:: RECORDS FOR THIS TASK
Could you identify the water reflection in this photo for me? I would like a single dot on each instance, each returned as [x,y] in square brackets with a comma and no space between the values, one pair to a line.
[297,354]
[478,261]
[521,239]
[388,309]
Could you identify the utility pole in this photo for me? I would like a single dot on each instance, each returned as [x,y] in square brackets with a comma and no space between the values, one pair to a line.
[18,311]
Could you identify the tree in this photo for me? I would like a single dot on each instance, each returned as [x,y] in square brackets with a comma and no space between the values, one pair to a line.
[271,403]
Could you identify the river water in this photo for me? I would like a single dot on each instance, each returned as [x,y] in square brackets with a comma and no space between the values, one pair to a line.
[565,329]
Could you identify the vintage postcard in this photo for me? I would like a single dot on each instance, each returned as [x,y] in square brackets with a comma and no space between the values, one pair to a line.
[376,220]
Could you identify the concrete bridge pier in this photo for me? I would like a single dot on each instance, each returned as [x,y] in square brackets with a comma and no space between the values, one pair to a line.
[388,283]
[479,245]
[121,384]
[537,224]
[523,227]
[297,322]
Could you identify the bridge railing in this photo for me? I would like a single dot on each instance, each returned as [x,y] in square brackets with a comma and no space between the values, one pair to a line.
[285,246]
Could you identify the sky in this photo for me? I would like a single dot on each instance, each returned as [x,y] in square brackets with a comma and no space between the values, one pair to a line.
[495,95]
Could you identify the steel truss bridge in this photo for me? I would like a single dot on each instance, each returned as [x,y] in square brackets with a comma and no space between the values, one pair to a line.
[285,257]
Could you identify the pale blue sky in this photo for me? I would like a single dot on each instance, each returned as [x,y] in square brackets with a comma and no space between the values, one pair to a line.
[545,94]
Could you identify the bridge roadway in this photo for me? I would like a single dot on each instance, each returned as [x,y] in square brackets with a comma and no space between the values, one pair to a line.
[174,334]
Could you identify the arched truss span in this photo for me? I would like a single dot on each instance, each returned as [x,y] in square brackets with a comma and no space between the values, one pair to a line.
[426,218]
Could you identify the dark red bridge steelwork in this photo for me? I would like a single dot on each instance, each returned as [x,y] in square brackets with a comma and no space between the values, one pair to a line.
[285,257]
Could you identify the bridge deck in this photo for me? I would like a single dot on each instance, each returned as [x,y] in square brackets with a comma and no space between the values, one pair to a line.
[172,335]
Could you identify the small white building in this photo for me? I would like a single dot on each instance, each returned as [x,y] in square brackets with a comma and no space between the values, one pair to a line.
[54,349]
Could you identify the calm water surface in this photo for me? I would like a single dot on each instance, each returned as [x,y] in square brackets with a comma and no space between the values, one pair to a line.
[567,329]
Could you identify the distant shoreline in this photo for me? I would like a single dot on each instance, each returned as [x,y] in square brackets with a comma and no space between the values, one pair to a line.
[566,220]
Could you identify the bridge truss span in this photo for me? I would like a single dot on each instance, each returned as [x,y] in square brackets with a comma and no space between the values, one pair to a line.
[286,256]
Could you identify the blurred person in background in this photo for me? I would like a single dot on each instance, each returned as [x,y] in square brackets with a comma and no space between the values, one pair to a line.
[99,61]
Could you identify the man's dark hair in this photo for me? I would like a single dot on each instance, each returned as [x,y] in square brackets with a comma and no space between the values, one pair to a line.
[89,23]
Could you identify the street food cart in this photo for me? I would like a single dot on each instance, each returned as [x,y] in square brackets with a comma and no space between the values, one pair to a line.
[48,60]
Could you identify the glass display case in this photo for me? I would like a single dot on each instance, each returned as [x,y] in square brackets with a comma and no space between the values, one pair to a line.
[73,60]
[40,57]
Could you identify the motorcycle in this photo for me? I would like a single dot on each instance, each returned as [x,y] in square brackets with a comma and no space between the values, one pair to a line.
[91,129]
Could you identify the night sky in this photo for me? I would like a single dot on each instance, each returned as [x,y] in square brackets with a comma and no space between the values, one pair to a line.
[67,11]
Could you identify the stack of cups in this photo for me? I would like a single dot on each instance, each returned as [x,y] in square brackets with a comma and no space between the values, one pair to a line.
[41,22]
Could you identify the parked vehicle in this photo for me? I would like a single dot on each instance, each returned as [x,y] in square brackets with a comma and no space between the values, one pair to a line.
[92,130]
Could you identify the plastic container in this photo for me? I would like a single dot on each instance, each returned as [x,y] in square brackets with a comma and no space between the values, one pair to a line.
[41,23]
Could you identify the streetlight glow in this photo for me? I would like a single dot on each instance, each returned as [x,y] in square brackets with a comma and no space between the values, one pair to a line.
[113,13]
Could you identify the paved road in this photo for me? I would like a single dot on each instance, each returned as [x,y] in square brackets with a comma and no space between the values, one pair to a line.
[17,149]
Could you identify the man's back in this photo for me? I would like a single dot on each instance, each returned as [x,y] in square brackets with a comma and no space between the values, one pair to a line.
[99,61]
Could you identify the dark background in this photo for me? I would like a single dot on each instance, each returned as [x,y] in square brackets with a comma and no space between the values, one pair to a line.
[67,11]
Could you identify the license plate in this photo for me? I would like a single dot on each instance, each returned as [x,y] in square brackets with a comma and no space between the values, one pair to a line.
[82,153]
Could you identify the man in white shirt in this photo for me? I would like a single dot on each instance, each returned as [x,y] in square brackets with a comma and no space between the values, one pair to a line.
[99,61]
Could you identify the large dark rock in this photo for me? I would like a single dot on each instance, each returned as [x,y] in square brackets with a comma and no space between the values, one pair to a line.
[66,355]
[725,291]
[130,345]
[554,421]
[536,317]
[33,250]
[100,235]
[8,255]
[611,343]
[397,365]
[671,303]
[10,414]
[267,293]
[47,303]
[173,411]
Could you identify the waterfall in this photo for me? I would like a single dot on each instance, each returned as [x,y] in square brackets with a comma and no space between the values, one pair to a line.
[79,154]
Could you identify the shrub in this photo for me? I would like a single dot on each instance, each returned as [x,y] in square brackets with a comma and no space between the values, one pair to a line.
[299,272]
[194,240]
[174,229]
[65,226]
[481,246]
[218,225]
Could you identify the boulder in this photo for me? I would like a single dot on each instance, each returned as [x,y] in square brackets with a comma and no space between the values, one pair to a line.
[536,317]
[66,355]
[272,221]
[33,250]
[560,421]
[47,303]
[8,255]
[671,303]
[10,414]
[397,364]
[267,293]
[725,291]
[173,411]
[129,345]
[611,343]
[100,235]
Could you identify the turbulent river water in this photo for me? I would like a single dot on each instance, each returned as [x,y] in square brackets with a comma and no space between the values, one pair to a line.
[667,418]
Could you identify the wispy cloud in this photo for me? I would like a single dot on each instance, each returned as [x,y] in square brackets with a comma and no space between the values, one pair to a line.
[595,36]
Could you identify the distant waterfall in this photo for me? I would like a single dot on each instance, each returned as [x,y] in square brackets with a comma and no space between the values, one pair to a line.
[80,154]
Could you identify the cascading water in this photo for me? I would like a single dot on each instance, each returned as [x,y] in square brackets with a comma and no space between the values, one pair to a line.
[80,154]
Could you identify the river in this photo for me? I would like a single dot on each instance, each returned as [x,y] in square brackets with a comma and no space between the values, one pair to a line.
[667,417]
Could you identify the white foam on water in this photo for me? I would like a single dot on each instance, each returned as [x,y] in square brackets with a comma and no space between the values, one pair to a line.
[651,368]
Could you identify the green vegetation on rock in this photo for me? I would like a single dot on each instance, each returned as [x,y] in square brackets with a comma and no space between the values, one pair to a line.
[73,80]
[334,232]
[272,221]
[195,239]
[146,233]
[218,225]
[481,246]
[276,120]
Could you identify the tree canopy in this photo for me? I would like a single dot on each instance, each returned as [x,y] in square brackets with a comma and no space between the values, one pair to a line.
::::
■ WORK REQUIRED
Please write out the records from above, keeping every line exact.

■ EXERCISE OUTPUT
Could you identify the water reflection in this photo for me? I would like a single dot on each instance, each returned as [x,y] in square brackets with a comma and no space between the values, one pair to a line.
[297,354]
[478,261]
[521,239]
[388,309]
Could you identify the utility pole in this photo for me? I would like a single dot on each instance, each returned as [x,y] in square brackets with a comma and no space between the values, one pair to a line.
[18,311]
Could you identify the tree in this photo for me? I would like a single dot on each instance, each returned as [x,y] in square brackets with a comma and no space between the values, one pair to a line.
[271,403]
Could you identify the river water in this photo for me? I would like a single dot on each instance, each returned as [x,y] in square brackets with a comma and no space between the values, one pair to a line.
[565,329]
Could you identify the vintage postcard in this photo for me? I would like a single dot on each instance, each returned as [x,y] in square brackets with a comma and no space between the values, one pair to a line.
[376,220]
Could you identify the concrete bridge pier in this photo for me? I would like a single dot on each instance, each returned as [x,y] in square brackets with a comma and no space between the values, one pair to a line.
[388,283]
[479,245]
[121,384]
[537,224]
[523,227]
[297,322]
Could you identify the bridge railing in this photo for me? I would like a single dot on each instance, each returned as [x,y] in square brackets with a comma and no space between the values, one pair to a line.
[285,246]
Could you identify the sky in this photo for me? I would like a single dot on each instance, each returned as [x,y] in square brackets with a comma and no space between the values, one pair to a line.
[495,95]
Could you identify the steel truss bridge in this photo for me? I would like a single dot on each instance, each returned as [x,y] in square brackets with a comma and no space between the values, one pair to a line.
[285,257]
Could you identify the pale blue sky in this photo for me? I would like a single dot on each instance, each returned as [x,y] in square brackets with a comma and no space between the values, one pair to a line.
[545,94]
Could you identify the bridge roadway in this photo for me? I would like a single dot on each instance, each returned as [x,y] in square brackets with a comma and no space between the values, one pair to a line.
[174,334]
Could you identify the arched truss span in this photo for me? I would like a single dot on each instance, each returned as [x,y] in square brackets with a comma and no space between the values, one pair to a line.
[426,218]
Could you identify the dark red bridge steelwork in this photo for me? I would like a single dot on each instance, each returned as [x,y] in square brackets with a comma and no space between the values, one pair to a line.
[285,257]
Could you identify the bridge deck in this photo for me? I would like a single dot on each instance, each returned as [x,y] in square brackets with a comma and no space between the values, one pair to a line.
[172,335]
Could you identify the small white building in this photo for me? I would like a single dot on each instance, each returned as [x,y] in square brackets with a comma and no space between the values, one pair to a line.
[54,349]
Could you identify the calm water surface in this photo for me? I would like a single dot on each instance, each returned as [x,y] in square brackets with a comma and no space between the values, one pair to a line.
[567,329]
Could you identify the distant shoreline in this photo for me? I would like a single dot on each instance, each returned as [x,y] in square brackets with a comma and no space between the values, one pair to a line.
[566,220]
Could you identify the bridge truss span in this photo for me? I would like a single dot on each instance, each returned as [x,y] in square brackets with a comma and no space between the values, one pair to a line.
[286,256]
Could you identify the blurred person in background in this photo for me? I would like a single dot on each instance, each returned as [x,y] in square brackets with a comma and no space between the values, one pair to a line.
[99,61]
Could you identify the man's dark hair in this photo for me? I would like a single dot on each instance, each returned as [x,y] in square brackets with a comma and no space between the values, one pair to a line.
[89,23]
Could you identify the street food cart in this photo for me? I would like a single dot on each instance, each returned as [x,y] in square brackets with a comma and no space between the values, one pair to a line.
[48,60]
Could you identify the glass display case in this photo for me? I would like a single dot on each instance, each returned as [x,y] in square brackets with a comma and no space between the values, one pair to a line.
[73,60]
[40,57]
Could you identify the motorcycle in this photo for me? I would like a single dot on each instance, each returned as [x,y] in square brackets with a comma and no space between the values, one pair to a line.
[91,129]
Could you identify the night sky in this photo for me? I would like a single dot on each instance, each returned as [x,y] in square brackets with a comma and no space between the values, one pair to a line.
[67,11]
Could you identify the stack of cups in this photo for me? I would like a single dot on each instance, each returned as [x,y] in square brackets with a comma and no space between the values, one pair to a line.
[41,22]
Could you identify the parked vehicle in this photo for me? I would like a single dot on each instance, each returned as [x,y] in square brackets with a comma and no space between the values, one pair to a line.
[92,130]
Could you identify the plastic container in this photo for me? I would like a single dot on each instance, each returned as [x,y] in square brackets with a comma and no space between the values, one pair to a line.
[41,23]
Could you identify the streetlight glow in this photo for me? I would like a single dot on each instance, each returned as [x,y] in square brackets with a comma and no space between the values, one pair to a line.
[113,13]
Could you identify the paved road in this photo for me? I would like a single dot on each instance, each returned as [x,y] in square brackets with a comma and no space between the values, one pair to a line.
[17,149]
Could you identify the man's back in this photo for me? I would like a single dot on each instance, each returned as [x,y] in square brackets with a comma and no space between the values, one pair to a line.
[99,61]
Could you identify the dark background in this photo for me? I would like a single dot on each instance, each returned as [x,y] in square brackets with a comma and no space between the values, one pair to a line.
[67,11]
Could you identify the license plate in this photo for me? I would like a single dot on each instance, each returned as [x,y] in square brackets with a comma and no space between the values, one pair to a line.
[82,153]
Could you identify the man in white shirt in this photo for me? I would like a single dot on each instance, each returned as [x,y] in square brackets with a comma and no space between the values, one pair to a line.
[99,61]
Could you identify the large dark rock in this photo for me? I would like a single dot on each instance, each returned as [x,y] in square brackets with a comma and no space between the values, one pair to a line.
[66,355]
[725,291]
[130,345]
[554,421]
[536,317]
[33,250]
[100,235]
[8,255]
[611,343]
[397,365]
[671,303]
[10,414]
[267,293]
[47,303]
[173,411]
Could you identify the waterfall in this photo for me? I would like a single dot on each instance, each returned as [x,y] in square brackets with a comma and no space between the values, one pair to a line.
[79,154]
Could you identify the shrub in this photo for me? I would like a single dot on each instance, each returned as [x,y] in square brackets with a comma and no space between the values, one pair to a line.
[299,272]
[194,240]
[174,229]
[65,226]
[481,246]
[218,225]
Could you identify the boulder in this photo for me? I would like a single dot on each instance, each returned as [x,y] in square brackets with a comma and no space between the values, one pair to a line.
[536,317]
[66,355]
[272,221]
[33,250]
[560,421]
[47,303]
[8,255]
[671,303]
[10,414]
[397,364]
[267,293]
[725,291]
[173,411]
[129,345]
[611,343]
[100,235]
Could you identify the turbulent river water in this photo for me? I would like a single dot on each instance, each returned as [x,y] in square brackets with a comma and no space between the values, one pair to a line.
[667,418]
Could you identify the wispy cloud in this photo for me? I would like a single dot on each instance, each returned as [x,y] in square brackets with a comma and no space between the values, one pair to a line.
[595,36]
Could you identify the distant waterfall in this photo for me? I would like a single dot on each instance, each returned as [x,y] in square brackets with a comma and no space between the values, one pair to a line.
[80,154]
Could you identify the cascading water in this photo for me? I would like a single dot on each instance, each returned as [x,y] in square brackets with a comma and no space between the values, one pair to a line.
[80,154]
Could you identify the river in this photo for me? I would like a single dot on each instance, each returned as [x,y] in square brackets with a comma and no space between the values, one pair to a line.
[667,417]
Could you identify the white foam on water in this photo for me? I would like a single dot on each instance, each returned as [x,y] in square brackets with a comma and no space between the values, one pair to a line.
[651,368]
Could you identify the green vegetation on rock in this photo for me? I would like a single dot on each instance, each returned as [x,y] in square brackets with a comma and no space between the values, one pair to a line.
[73,80]
[334,232]
[272,221]
[195,239]
[146,233]
[218,225]
[481,246]
[276,120]
Could you identify the tree canopy in this photo for me? I would like a single dot on each instance, each returned as [x,y] in square brackets with a comma and no space between the values, one pair to a line.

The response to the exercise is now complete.